When you retype the listing, keep every word exactly as it appears.

◆ **DATA EXTRACTS**:
'''

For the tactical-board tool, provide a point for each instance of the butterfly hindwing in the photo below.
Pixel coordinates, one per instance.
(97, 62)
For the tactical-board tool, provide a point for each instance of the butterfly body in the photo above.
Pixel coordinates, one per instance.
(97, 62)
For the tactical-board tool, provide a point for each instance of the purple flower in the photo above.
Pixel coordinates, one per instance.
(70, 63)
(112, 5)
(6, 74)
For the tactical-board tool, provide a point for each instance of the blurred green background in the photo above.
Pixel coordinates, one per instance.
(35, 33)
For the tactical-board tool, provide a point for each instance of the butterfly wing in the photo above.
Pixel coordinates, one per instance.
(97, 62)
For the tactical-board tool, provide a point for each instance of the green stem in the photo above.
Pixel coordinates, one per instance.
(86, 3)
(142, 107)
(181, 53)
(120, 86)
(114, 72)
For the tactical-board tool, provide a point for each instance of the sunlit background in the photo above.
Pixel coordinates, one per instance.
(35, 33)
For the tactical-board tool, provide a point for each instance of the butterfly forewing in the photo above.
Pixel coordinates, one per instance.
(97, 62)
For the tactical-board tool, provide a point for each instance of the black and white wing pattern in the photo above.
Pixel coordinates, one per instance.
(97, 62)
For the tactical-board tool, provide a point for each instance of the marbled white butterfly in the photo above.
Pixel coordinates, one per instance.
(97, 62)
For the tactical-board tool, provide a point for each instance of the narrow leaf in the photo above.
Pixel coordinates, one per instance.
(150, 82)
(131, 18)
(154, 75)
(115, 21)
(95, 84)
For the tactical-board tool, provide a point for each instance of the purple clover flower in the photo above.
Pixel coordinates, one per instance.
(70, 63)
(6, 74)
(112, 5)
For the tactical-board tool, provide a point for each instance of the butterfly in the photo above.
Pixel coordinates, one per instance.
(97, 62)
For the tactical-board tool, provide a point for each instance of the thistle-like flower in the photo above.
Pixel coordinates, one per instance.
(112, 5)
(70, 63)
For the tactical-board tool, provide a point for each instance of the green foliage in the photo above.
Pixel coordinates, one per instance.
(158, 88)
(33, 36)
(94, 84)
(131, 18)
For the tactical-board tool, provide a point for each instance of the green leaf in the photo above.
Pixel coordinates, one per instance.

'''

◆ **ANSWER TO THIS TASK**:
For the tactical-board tool, provide a point for each instance of the butterfly hindwing in the photo below.
Pixel coordinates, one per instance.
(97, 62)
For the tactical-board tool, provide a point for each instance of the butterfly body in the photo above.
Pixel coordinates, one per instance.
(97, 62)
For the tactical-board tool, provide a point for each instance of the purple flower in the photo above.
Pixel coordinates, one per instance.
(70, 63)
(112, 5)
(6, 74)
For the tactical-board tool, provide a point for each instance of the blurred green background in the photo above.
Pixel coordinates, one per instance.
(35, 33)
For the tactical-board tool, provide a point for each instance of the butterfly wing in the photo above.
Pixel coordinates, one per instance.
(97, 62)
For the tactical-board tool, provide a point for each instance of the green stem in the photo above.
Pixel coordinates, one per instance.
(86, 3)
(142, 107)
(181, 53)
(120, 86)
(114, 72)
For the tactical-board tool, provide a point for each instance of the sunlit background in the photo above.
Pixel coordinates, one per instance.
(35, 33)
For the tactical-board tool, provide a point for each instance of the butterfly forewing in the photo above.
Pixel coordinates, one per instance.
(97, 62)
For the tactical-board tool, provide a point for each instance of the black and white wing pattern in the photo above.
Pixel coordinates, one per instance.
(97, 62)
For the tactical-board tool, provide a point for each instance of the marbled white butterfly in the photo above.
Pixel coordinates, one per instance.
(97, 62)
For the tactical-board tool, provide a point for each instance of the narrow leaf in the photo above.
Pixel coordinates, one per instance.
(150, 82)
(131, 18)
(154, 75)
(115, 21)
(95, 84)
For the tactical-board tool, provide a point for each instance of the purple clover flower in the photo above.
Pixel coordinates, one per instance.
(70, 63)
(6, 74)
(112, 5)
For the tactical-board tool, provide a point for each instance of the butterfly in the photo above.
Pixel coordinates, one per instance.
(97, 62)
For the tactical-board tool, provide a point for each instance of the thistle-like flower in the photo above.
Pixel coordinates, one per instance.
(112, 5)
(70, 63)
For the tactical-board tool, provide a point for each instance of the green foliage in the photo above.
Pixel coordinates, one per instance.
(158, 88)
(33, 36)
(94, 84)
(131, 18)
For the tactical-board tool, provide a point for each instance of the green leaf in the photo above.
Pixel coordinates, one per instance.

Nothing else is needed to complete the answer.